Passage »
Wednesday, April 2, 2014

Dear students, thank you

Thank you dear students for our wonderful collaboration. I learned a lot, not just from your hastily scribbled comments found in your USC Blue Book (I posted some, but the rest were equally valuable) and to some encouraging messages communicated through various ways, but also from your consistency to learn. You see, learning is a two process - we learned from each other.

But my greatest accomplishment as your teacher is to see you working hard to learn not because you were forced to but because you are motivated to study and share what you learned. Because it signaled that we met both of our objectives: As teacher to effectively facilitate the transfer of knowledge and as student/s to effectively receive such knowledge, albeit critically. 

However, some classes and student/s were too esoteric, thanks for the occasional applause and picture taking after taking the final exam! I was taken aback with the applause, but the picture taking? I'll post the photos soon.

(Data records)
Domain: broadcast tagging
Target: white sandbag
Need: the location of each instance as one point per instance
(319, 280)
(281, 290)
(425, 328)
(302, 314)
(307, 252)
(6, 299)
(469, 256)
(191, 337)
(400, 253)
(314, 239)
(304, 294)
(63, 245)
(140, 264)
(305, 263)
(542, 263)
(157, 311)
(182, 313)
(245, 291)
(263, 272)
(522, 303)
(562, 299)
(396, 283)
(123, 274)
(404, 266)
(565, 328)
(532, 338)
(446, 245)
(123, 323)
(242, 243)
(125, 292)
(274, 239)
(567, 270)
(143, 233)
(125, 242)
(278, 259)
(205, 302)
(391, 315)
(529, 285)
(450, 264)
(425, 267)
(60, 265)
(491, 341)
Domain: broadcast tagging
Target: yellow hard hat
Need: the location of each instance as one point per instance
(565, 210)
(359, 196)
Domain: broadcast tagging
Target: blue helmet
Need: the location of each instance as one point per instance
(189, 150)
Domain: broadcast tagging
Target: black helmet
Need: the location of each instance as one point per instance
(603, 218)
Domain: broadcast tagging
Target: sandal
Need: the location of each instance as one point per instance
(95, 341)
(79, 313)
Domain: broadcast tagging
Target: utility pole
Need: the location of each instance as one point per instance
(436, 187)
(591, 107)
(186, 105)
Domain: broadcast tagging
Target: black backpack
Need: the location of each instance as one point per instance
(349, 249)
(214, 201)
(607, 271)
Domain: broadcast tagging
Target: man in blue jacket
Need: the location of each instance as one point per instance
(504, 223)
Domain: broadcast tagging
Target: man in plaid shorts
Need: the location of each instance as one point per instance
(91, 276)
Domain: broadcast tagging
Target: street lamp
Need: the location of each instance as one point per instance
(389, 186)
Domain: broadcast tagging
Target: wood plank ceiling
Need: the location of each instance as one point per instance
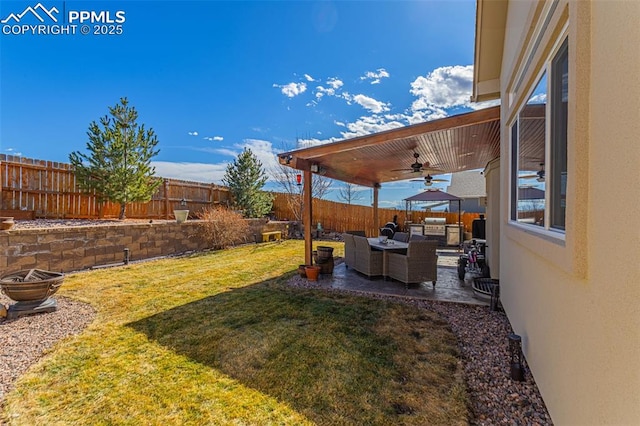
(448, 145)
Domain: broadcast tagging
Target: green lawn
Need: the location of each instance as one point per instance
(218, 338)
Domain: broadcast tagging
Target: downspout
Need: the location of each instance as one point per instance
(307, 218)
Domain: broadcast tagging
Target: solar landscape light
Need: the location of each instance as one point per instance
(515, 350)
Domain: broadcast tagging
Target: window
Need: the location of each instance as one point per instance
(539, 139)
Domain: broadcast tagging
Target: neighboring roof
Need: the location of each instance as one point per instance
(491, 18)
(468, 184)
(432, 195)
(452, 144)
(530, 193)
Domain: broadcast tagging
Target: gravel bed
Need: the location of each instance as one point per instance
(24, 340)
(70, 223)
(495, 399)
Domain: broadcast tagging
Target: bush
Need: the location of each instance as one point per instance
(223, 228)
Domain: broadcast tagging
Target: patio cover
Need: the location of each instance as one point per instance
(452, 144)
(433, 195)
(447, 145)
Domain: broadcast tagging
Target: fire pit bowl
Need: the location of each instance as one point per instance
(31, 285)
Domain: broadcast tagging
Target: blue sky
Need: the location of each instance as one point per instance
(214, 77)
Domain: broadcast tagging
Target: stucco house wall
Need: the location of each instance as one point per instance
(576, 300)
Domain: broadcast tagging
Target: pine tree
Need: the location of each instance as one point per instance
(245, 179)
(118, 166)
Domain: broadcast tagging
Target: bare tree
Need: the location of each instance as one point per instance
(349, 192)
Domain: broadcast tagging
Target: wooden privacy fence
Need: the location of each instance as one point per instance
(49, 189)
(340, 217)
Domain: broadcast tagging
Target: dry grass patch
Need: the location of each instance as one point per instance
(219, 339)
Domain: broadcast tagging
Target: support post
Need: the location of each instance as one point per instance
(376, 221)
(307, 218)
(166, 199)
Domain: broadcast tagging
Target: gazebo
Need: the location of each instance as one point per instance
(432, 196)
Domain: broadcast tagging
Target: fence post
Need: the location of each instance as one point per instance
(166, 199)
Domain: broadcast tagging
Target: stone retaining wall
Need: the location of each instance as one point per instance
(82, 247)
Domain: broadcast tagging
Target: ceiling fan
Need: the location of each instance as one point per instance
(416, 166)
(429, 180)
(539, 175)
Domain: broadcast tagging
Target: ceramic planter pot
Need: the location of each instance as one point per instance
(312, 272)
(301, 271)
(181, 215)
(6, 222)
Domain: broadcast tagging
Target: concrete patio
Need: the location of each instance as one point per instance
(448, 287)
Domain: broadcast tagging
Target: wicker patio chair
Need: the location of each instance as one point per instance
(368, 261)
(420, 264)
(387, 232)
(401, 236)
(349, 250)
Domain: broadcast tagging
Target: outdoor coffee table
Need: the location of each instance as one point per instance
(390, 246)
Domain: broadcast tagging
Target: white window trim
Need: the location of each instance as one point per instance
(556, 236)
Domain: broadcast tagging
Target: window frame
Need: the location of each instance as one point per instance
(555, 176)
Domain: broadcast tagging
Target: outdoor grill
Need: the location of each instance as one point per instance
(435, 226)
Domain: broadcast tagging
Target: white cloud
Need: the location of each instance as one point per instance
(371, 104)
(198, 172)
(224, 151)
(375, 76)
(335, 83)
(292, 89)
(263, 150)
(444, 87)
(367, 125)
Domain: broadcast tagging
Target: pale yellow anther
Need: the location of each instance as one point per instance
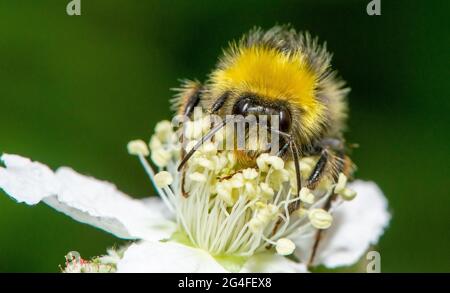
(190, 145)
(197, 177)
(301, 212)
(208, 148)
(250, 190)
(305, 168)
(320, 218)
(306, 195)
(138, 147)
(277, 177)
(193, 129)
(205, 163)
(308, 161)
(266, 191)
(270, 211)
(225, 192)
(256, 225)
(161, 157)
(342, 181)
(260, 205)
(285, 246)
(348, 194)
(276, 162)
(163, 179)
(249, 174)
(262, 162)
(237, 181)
...
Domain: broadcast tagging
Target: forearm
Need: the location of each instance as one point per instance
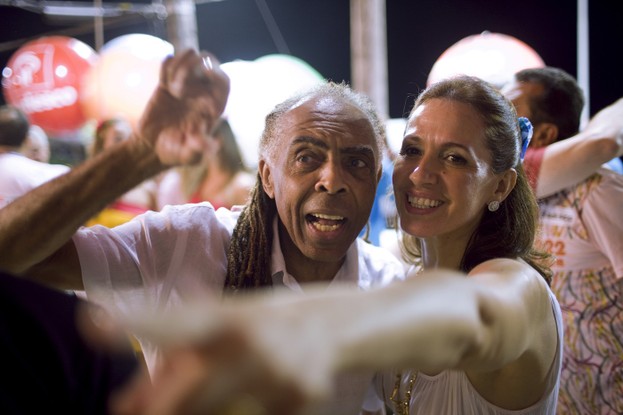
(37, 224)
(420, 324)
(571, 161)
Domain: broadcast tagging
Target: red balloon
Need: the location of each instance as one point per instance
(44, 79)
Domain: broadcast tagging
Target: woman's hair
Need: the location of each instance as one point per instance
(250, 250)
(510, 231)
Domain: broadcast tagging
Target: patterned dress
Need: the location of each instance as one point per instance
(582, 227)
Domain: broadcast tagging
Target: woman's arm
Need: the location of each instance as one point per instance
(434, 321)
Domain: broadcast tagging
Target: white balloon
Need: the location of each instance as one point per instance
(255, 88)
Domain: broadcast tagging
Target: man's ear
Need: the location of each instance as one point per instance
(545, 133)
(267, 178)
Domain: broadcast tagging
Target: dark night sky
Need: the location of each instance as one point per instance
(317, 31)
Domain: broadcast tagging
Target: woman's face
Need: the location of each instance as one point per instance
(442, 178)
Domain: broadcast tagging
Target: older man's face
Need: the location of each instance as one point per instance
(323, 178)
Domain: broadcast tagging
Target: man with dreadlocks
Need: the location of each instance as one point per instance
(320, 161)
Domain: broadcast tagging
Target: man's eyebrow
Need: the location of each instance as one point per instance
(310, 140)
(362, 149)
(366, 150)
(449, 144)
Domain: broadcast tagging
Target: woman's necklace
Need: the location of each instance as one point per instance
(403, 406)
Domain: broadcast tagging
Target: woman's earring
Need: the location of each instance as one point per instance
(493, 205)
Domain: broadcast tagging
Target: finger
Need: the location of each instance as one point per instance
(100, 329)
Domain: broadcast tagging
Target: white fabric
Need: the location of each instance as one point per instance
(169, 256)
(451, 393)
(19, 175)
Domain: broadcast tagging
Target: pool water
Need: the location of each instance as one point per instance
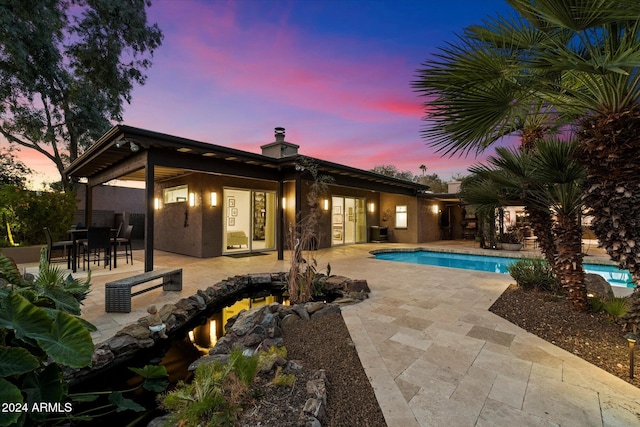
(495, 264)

Direction A »
Please list every source the writer of the thank-you note to students says they learned from.
Direction B »
Continue the thank-you note to students from its last sentence.
You won't need the data records for this.

Exercise response A »
- The students' hastily scribbled comments found in the USC Blue Book
- Encouraging messages communicated through various ways
- The students' consistency to learn

Exercise response B »
Unfortunately, some students failed and it saddened me given that the circumstances were truly favorable. But their must be a standard, and we are all accountable to that. It will not define your intelligence, although, quite ironically, it is often the case - but I deeply appreciate and salute  students who are equally consistent in achieving high grades, they are the exception, not the rule. It will define and give value to your perseverance and patience, discipline and commitment to learn in a specific period of time. Hence, the value of the grading system on one hand and the importance of being flexible in judging your output on the other – because your outputs were controlled by various circumstances and conditions.  Alas, we want to maintain fairness, quality, accountability. Their must be a standard that will define the quality of the teaching-learning process. And we (students and teachers) are all accountable to it, without sacrificing fairness, transparency and objectivity.

Transformative education and positive academic discipline -- two important lessons I learned from you. Transformative because your suggestions and opinions were very important to me as we journey to learn for a more decisive positive academic discipline. Hence, the transfer of knowledge should be flexible, fluid, exciting, innovative, fun -- and educational. 

I hope that I succeeded in destroying the unjust barriers to the transfer of knowledge inside and outside of our classroom. And if the transfer wasn't enough, or you need more, tell me so I can patch up and learn again.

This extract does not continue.